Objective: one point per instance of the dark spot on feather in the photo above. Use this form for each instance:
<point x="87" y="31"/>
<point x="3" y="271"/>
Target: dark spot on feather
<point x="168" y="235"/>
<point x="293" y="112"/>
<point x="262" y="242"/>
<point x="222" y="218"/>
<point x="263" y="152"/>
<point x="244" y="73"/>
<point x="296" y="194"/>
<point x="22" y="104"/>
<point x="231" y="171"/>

**Problem to solve:** Could you change every "dark spot" in the lines above to "black spot" and give all the lines back with nothing else altered?

**Task answer:**
Objective: one point per instance of the black spot on feather in the photo above. Use this form for each instance:
<point x="87" y="31"/>
<point x="3" y="271"/>
Target: black spot on feather
<point x="168" y="235"/>
<point x="293" y="112"/>
<point x="262" y="242"/>
<point x="222" y="218"/>
<point x="263" y="152"/>
<point x="244" y="73"/>
<point x="296" y="194"/>
<point x="22" y="104"/>
<point x="231" y="171"/>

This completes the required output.